* Kutipan Teks:
###

Jika saja kita ingat perjalanan kita ke belakang, rasanya begitu mustahil kita tetap menjadi ada tanpa harapan yang menyala. Kita bertumbuh bersama. Berbagi bangku SMA, masa remaja, lalu tiba-tiba menjadi dewasa saja rasanya. Pemikiran kita bertumbuh serupa, dirakit dari cara pandang hidup yang sejatinya sama. Kita kemudian ditempa dengan huru-hara permasalahan. Masalah kecil, pahit, pun rumit. Pernah saja kita menyerah. Berkali-kali patah, terinjak, bahkan hampir pupus. Harapan lagi-lagi memainkan kuasanya. Dirangkainya kembali, ditarik, diulur, disokong hingga mampu berdiri kembali.

Tepat hari ini, satu bulan sudah kita berdiri bersama. Kau di depan menjadi imamku, aku dibelakang mengamini setiap doa-doamu. Allah satukan kita dalam ikatan pernikahan. Semoga Allah bukakan pintu-pintu kebaikan pada pernikahan kita. Semoga Allah lipat gandakan nikmat karunianya pada pernikahan kita. Semoga Allah sejahterkan dunia-akhirat pernikahan kita. Semoga Allah lapangan jalan rezeki kita berdua melalui pernikahan kita ini. Semoga Allah satukan apa-apa yang berserak diantara kita. Semoga pernikahan ini mampu membahagiakan mata orang tua kita.

###

* Cuplikan Data:

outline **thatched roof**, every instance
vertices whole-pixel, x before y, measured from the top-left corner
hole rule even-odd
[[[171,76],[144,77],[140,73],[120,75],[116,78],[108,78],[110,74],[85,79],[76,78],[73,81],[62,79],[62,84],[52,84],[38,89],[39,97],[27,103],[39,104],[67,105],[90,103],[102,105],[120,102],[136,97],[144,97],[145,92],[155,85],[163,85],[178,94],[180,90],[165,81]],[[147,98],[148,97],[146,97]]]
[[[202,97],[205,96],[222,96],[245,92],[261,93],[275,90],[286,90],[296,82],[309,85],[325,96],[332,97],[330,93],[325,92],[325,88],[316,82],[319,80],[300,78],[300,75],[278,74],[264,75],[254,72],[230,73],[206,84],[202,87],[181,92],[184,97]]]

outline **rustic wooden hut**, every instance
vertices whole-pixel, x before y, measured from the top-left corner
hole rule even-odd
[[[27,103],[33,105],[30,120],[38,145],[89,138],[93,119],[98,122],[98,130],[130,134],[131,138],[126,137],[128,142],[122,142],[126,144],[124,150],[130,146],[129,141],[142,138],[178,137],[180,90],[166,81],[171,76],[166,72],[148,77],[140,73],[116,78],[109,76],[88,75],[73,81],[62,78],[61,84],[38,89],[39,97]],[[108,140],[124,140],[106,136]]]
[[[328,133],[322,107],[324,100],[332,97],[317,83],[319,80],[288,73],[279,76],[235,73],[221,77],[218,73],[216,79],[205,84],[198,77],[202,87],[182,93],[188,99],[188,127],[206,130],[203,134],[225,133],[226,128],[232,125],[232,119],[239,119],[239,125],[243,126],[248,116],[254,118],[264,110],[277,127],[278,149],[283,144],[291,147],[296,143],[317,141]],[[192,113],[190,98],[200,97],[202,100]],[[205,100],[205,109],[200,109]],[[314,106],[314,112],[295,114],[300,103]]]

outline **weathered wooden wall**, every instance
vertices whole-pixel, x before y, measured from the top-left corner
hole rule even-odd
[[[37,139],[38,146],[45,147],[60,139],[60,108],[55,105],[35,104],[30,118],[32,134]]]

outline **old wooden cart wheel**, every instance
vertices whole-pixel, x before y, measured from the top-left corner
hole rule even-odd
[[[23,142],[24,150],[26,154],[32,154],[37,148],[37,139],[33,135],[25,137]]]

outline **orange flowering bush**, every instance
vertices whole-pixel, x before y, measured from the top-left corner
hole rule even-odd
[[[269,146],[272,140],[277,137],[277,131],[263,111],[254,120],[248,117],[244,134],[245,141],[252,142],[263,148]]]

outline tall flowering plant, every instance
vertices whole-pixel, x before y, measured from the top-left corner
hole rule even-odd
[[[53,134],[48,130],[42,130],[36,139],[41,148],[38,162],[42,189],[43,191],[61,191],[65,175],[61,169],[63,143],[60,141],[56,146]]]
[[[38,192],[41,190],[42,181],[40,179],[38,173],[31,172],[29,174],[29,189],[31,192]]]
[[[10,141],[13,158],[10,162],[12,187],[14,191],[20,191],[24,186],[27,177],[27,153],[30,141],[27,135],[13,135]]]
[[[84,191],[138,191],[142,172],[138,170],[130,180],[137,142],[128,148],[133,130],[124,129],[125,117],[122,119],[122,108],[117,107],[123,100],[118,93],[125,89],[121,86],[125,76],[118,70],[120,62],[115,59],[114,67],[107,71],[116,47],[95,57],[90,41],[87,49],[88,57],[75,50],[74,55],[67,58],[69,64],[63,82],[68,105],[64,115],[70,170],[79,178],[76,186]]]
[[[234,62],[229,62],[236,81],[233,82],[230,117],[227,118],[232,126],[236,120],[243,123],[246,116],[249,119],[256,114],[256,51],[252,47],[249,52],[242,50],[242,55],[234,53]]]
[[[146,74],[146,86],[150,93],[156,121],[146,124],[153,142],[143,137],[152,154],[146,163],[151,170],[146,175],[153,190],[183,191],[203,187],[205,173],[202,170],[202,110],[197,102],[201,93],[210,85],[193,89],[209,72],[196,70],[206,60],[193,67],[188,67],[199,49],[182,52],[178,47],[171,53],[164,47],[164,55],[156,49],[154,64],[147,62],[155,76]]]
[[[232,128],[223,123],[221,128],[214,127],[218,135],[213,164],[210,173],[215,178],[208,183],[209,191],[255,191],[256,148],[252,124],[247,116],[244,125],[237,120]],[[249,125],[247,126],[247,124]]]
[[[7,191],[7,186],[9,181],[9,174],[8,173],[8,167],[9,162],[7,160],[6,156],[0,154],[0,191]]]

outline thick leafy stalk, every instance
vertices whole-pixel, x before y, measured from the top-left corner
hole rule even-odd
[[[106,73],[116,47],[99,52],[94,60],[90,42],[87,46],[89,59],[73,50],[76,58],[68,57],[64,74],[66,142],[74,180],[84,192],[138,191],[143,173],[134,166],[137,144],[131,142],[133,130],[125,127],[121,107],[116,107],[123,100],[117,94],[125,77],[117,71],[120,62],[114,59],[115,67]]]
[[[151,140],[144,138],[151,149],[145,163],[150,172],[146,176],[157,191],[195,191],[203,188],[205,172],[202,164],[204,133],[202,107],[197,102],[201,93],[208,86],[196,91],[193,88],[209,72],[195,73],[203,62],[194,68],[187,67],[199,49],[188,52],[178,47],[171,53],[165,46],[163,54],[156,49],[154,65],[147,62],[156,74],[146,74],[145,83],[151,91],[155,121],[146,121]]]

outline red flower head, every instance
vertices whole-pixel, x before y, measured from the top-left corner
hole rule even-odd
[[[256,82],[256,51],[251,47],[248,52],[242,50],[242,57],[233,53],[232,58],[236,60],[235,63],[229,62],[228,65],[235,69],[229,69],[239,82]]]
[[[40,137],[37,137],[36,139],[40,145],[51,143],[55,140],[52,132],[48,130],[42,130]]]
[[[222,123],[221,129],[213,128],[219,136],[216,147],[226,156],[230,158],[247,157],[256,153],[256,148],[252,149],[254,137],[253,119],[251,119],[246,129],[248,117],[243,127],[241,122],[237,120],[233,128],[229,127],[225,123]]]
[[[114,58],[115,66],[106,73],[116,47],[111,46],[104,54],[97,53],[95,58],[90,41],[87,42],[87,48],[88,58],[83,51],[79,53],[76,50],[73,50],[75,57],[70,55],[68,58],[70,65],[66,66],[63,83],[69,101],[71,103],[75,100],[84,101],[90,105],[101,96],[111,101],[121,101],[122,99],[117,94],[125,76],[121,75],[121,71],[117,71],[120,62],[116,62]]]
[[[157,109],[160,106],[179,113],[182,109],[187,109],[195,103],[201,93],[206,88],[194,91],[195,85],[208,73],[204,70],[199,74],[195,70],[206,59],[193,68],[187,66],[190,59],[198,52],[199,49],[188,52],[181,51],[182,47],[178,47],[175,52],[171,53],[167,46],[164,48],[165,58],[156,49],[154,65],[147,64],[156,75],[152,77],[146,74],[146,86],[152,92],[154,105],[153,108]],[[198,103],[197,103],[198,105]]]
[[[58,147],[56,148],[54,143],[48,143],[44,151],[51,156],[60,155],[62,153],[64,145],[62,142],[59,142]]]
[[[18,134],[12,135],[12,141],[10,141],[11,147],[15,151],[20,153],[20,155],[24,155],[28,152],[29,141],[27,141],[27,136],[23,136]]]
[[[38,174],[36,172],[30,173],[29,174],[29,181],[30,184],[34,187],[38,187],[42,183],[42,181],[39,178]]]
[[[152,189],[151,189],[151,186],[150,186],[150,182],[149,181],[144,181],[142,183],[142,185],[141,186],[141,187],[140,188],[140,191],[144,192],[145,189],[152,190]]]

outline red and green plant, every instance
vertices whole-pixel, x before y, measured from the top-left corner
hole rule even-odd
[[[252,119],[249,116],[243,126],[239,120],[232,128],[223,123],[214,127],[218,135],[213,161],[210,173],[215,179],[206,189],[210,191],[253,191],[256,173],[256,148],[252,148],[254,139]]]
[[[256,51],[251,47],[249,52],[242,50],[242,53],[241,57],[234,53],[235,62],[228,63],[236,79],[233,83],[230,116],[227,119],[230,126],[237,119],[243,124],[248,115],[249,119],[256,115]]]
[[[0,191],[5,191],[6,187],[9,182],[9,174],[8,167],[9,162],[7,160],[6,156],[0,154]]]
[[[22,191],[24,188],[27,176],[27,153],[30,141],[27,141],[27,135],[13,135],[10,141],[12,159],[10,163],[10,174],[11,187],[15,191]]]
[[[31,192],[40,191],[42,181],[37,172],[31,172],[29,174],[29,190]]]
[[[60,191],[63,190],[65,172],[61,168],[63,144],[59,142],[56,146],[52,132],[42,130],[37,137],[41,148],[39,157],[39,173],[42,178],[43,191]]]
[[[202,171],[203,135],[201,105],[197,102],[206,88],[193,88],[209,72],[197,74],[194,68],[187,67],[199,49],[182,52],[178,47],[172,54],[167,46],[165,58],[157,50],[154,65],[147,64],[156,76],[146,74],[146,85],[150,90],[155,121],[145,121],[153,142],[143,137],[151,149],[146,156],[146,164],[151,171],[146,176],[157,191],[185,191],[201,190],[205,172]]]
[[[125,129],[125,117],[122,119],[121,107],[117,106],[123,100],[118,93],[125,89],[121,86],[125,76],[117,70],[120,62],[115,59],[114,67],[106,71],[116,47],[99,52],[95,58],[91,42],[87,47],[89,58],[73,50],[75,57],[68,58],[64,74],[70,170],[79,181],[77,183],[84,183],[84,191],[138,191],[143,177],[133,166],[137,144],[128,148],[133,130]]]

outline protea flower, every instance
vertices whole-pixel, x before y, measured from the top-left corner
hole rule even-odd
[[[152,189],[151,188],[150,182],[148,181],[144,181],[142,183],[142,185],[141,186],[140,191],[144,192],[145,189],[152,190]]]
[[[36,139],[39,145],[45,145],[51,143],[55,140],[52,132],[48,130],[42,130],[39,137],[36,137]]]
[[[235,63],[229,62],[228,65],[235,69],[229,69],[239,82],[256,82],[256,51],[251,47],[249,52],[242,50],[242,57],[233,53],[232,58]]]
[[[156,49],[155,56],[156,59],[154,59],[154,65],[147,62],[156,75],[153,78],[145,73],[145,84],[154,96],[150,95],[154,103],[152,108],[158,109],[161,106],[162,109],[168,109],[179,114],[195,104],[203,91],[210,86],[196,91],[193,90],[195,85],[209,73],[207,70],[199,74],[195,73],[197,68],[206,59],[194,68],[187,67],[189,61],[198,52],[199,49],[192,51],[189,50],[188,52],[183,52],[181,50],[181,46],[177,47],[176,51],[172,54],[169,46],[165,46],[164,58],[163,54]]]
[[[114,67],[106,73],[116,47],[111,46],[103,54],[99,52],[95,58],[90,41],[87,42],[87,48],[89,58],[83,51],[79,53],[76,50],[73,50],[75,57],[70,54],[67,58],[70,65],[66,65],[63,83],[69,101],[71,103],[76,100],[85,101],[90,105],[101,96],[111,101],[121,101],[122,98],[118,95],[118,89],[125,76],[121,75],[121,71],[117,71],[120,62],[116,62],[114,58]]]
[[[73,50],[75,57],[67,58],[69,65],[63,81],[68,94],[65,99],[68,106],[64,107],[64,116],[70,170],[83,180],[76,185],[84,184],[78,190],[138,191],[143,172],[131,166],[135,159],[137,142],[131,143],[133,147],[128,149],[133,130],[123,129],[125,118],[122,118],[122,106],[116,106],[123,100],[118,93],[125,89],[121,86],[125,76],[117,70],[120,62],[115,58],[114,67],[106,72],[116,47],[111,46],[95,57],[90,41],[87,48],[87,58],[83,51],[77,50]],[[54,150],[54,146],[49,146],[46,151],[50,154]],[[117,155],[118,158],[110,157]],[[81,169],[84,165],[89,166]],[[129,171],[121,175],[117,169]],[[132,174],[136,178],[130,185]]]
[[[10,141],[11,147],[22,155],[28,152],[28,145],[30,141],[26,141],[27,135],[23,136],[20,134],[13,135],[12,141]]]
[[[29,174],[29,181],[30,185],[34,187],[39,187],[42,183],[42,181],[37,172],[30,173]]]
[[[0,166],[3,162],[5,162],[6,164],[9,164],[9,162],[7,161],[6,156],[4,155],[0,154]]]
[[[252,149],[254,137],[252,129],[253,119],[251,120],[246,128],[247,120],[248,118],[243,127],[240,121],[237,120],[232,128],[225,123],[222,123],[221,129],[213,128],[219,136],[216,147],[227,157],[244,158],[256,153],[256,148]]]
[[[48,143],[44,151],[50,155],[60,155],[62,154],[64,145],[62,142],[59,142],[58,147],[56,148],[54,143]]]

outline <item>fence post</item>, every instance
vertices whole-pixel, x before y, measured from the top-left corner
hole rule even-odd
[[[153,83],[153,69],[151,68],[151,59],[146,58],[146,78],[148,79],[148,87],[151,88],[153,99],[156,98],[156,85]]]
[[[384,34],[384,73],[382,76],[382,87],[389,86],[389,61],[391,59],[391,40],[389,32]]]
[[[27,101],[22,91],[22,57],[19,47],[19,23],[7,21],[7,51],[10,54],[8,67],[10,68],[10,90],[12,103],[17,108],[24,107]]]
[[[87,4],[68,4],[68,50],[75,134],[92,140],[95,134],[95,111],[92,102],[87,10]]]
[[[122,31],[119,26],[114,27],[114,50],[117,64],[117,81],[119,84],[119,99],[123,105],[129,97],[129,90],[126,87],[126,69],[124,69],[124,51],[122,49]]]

###

* Latihan Tertulis: Salin kata demi kata bagian kutipan teks tentang perjalanan menuju pernikahan, mulai dari "Jika saja kita" sampai "mampu berdiri kembali.", termasuk kedua bagian itu.

* Hasil Tugas:
Jika saja kita ingat perjalanan kita ke belakang, rasanya begitu mustahil kita tetap menjadi ada tanpa harapan yang menyala. Kita bertumbuh bersama. Berbagi bangku SMA, masa remaja, lalu tiba-tiba menjadi dewasa saja rasanya. Pemikiran kita bertumbuh serupa, dirakit dari cara pandang hidup yang sejatinya sama. Kita kemudian ditempa dengan huru-hara permasalahan. Masalah kecil, pahit, pun rumit. Pernah saja kita menyerah. Berkali-kali patah, terinjak, bahkan hampir pupus. Harapan lagi-lagi memainkan kuasanya. Dirangkainya kembali, ditarik, diulur, disokong hingga mampu berdiri kembali.